Top of Data for review

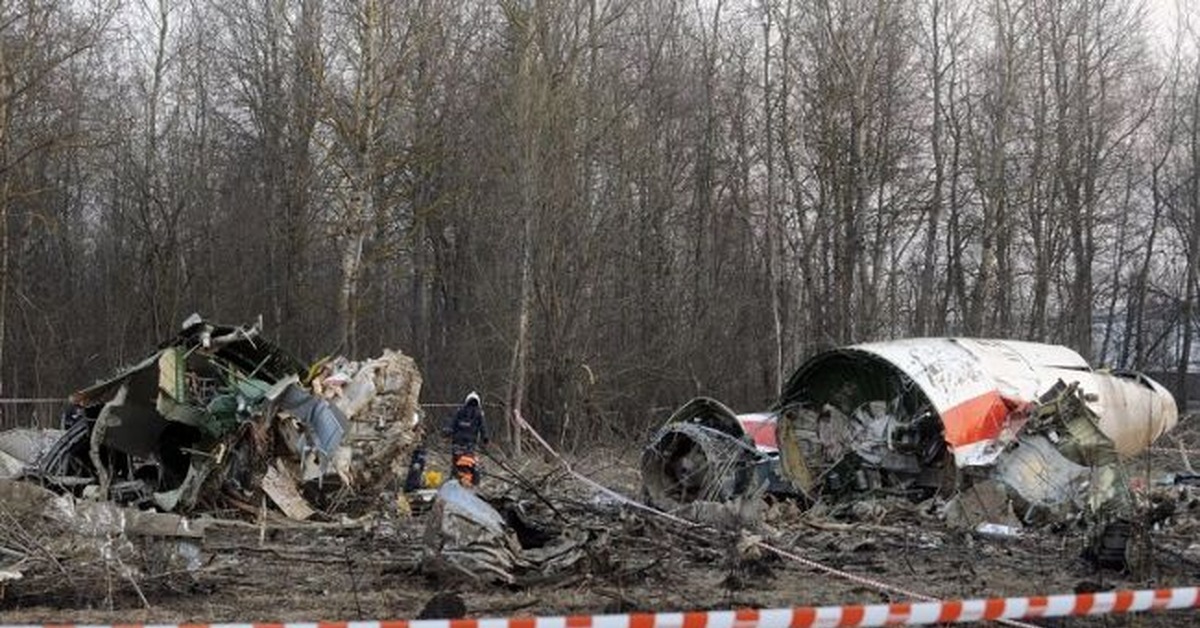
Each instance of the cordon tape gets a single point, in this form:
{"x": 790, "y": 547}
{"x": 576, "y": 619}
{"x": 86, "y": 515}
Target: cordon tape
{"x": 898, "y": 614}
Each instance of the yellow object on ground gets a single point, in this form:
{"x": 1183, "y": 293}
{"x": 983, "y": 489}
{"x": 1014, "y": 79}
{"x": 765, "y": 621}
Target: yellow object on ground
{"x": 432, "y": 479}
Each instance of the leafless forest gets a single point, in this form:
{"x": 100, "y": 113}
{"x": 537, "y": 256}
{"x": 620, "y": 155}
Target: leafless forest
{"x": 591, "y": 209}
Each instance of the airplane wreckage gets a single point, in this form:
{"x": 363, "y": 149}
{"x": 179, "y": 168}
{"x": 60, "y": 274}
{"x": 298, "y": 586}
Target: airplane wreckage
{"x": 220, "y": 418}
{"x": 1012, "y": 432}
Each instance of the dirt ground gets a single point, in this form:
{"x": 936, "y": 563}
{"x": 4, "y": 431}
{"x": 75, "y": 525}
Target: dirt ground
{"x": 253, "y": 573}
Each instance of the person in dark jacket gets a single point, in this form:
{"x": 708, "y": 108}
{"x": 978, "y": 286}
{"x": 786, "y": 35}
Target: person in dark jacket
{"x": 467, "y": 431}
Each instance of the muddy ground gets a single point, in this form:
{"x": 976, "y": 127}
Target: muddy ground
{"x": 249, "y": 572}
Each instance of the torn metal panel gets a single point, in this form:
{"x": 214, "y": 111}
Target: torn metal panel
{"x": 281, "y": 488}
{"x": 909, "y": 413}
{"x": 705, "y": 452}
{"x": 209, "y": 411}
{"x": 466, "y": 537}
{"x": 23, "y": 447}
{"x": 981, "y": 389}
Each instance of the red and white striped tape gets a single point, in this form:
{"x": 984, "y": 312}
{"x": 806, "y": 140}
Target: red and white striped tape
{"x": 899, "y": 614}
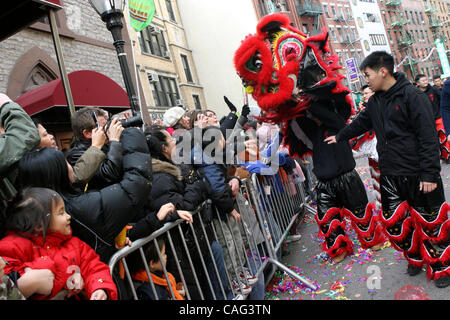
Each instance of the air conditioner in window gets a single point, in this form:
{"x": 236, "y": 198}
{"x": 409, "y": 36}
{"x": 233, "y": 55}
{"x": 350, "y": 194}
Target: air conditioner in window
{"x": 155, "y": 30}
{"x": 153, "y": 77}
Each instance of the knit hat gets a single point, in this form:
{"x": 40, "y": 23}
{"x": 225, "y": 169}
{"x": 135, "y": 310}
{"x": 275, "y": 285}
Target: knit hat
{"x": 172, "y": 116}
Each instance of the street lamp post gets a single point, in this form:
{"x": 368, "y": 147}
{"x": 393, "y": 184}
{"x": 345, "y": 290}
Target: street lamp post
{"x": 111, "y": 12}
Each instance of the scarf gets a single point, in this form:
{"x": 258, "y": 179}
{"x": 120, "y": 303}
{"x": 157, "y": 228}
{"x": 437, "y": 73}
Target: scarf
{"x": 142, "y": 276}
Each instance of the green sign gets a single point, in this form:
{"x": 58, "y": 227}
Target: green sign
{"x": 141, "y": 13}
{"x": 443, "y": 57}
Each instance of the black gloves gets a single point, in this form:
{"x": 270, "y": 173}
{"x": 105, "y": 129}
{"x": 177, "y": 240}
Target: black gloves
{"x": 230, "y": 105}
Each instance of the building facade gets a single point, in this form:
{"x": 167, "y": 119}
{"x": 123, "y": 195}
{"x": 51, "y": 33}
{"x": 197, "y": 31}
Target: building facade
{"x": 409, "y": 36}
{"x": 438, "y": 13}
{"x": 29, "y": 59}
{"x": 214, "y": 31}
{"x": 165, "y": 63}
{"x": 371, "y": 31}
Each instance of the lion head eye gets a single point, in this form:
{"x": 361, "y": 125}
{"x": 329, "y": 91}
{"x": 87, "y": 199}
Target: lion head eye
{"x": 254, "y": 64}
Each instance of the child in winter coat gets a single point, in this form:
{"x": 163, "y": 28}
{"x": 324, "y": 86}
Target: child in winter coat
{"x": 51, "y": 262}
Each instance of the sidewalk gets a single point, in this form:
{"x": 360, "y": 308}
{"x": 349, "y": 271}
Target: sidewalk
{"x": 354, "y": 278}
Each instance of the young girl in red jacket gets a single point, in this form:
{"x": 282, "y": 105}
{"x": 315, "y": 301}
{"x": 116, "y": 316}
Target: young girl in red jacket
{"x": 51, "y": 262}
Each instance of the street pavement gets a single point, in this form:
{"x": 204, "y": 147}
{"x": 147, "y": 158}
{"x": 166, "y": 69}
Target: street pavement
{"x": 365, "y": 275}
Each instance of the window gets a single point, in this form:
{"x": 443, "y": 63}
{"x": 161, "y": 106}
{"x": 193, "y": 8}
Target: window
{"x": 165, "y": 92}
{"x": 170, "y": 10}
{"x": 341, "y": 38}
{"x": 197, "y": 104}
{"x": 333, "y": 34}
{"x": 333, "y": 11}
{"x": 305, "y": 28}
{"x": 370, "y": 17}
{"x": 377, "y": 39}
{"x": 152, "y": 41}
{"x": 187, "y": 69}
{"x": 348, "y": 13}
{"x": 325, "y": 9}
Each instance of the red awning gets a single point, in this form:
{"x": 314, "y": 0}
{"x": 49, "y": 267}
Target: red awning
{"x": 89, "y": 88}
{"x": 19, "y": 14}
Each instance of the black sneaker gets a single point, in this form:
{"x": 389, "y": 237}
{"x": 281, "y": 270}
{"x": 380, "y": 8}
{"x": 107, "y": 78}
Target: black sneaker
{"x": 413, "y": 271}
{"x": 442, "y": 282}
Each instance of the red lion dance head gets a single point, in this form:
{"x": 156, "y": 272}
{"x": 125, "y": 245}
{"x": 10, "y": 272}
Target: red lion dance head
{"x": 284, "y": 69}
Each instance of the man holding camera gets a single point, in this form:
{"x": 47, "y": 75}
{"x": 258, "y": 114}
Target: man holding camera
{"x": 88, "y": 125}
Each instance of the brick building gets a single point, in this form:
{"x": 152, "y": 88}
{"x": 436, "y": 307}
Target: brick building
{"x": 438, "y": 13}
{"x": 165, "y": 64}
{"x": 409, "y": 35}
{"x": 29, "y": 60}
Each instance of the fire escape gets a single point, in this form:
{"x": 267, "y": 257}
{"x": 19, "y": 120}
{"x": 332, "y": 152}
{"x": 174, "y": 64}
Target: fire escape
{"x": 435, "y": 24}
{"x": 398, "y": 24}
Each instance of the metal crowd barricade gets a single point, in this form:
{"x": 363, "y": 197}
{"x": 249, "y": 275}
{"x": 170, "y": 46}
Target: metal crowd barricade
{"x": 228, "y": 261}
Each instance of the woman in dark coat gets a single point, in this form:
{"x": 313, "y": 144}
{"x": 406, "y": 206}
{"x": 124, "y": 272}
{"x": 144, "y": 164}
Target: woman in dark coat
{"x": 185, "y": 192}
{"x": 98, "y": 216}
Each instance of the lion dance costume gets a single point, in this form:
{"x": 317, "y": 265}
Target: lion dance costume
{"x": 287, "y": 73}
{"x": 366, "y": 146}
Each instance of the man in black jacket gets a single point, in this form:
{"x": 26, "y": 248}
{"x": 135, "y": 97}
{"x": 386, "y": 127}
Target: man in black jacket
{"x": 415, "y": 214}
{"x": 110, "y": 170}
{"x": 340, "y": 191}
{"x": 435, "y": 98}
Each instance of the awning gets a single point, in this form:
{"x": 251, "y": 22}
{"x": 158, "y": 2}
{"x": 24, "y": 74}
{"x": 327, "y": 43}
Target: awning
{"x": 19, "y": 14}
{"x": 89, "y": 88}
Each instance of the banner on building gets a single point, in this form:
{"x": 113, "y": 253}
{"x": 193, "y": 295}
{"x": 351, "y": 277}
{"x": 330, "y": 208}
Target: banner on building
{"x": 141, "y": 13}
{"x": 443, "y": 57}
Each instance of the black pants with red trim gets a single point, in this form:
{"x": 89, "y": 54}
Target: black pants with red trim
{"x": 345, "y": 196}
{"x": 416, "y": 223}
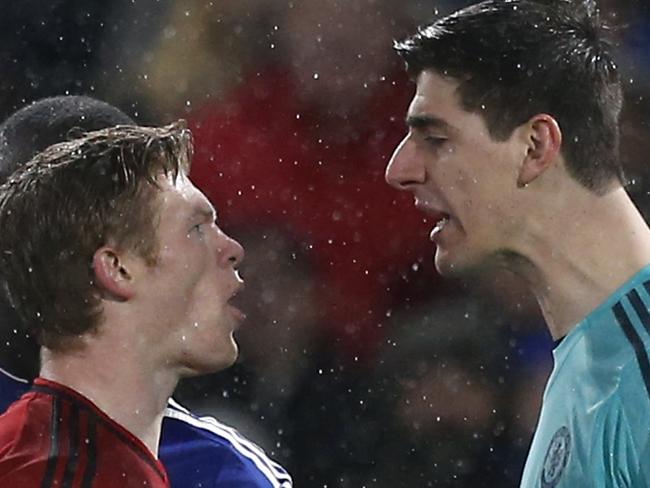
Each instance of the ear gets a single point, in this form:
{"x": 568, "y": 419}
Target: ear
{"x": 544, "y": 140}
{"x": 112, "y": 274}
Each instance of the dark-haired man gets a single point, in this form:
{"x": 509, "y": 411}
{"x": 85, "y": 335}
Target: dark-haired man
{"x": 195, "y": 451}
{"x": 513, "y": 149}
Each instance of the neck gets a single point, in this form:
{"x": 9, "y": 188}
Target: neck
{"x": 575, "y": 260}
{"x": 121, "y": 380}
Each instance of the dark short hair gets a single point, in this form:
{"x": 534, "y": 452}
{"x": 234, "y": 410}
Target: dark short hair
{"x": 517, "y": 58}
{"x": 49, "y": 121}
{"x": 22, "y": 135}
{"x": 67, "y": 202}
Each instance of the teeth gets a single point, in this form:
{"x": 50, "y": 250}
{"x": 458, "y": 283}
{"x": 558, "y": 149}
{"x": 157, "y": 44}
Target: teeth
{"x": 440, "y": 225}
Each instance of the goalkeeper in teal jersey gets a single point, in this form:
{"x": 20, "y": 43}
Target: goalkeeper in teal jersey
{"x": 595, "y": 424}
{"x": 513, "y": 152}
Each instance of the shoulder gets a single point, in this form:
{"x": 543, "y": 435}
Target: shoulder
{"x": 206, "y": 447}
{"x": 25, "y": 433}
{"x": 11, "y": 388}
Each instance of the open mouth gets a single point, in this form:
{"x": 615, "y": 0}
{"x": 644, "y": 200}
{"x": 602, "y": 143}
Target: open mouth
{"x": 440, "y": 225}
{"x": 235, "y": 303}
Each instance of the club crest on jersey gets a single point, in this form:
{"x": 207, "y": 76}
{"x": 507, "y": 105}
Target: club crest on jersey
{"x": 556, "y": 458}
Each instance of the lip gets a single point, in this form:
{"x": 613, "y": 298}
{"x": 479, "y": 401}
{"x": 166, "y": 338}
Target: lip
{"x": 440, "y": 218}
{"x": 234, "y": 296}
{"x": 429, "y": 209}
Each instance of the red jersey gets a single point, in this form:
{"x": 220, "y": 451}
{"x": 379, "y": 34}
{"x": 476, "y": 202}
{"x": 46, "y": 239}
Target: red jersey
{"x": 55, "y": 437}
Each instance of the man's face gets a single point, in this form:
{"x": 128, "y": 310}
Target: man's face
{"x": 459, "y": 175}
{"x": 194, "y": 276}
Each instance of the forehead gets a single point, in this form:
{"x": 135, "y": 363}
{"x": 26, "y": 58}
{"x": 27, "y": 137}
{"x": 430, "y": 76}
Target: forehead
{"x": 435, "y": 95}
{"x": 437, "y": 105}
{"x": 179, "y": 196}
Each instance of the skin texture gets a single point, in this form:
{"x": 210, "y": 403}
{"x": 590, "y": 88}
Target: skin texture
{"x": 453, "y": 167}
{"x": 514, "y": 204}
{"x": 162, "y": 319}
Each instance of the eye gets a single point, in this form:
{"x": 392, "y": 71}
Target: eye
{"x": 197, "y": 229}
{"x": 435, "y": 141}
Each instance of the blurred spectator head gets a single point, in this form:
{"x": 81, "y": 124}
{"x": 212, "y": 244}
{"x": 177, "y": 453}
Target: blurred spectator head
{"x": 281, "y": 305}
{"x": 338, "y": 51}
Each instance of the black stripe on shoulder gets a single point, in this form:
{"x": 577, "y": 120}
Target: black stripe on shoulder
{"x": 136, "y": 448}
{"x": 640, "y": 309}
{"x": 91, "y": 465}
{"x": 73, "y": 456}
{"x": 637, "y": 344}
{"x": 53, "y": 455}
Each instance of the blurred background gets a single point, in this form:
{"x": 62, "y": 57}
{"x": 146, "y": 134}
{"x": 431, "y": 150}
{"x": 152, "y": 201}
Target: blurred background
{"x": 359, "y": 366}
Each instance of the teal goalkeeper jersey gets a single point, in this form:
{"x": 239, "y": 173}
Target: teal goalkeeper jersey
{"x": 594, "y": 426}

Bottom of Data for review

**What to produce**
Although pictures appear among the entries, please set down only the lines from the one with "Target: awning" up to and including the one with "Each instance of the dark short", word for word.

**Worked solution**
Target: awning
{"x": 19, "y": 14}
{"x": 89, "y": 88}
Each instance of the banner on building gets a single point, in this form:
{"x": 113, "y": 253}
{"x": 193, "y": 295}
{"x": 351, "y": 277}
{"x": 330, "y": 208}
Target: banner on building
{"x": 141, "y": 13}
{"x": 443, "y": 57}
Each instance of the black pants with red trim gets a single point, in this form:
{"x": 89, "y": 54}
Target: black pants with red trim
{"x": 345, "y": 196}
{"x": 416, "y": 223}
Each instance of the ear gets a single point, in this form:
{"x": 568, "y": 419}
Target: ear
{"x": 544, "y": 140}
{"x": 112, "y": 274}
Each instance of the dark-haired man gets a single point, in this form:
{"x": 509, "y": 411}
{"x": 85, "y": 335}
Target: dark-haired man
{"x": 195, "y": 451}
{"x": 513, "y": 149}
Each instance of the neck gets a single point, in this form:
{"x": 9, "y": 188}
Target: neck
{"x": 575, "y": 260}
{"x": 121, "y": 380}
Each instance of the dark short hair gets a single point, in this form:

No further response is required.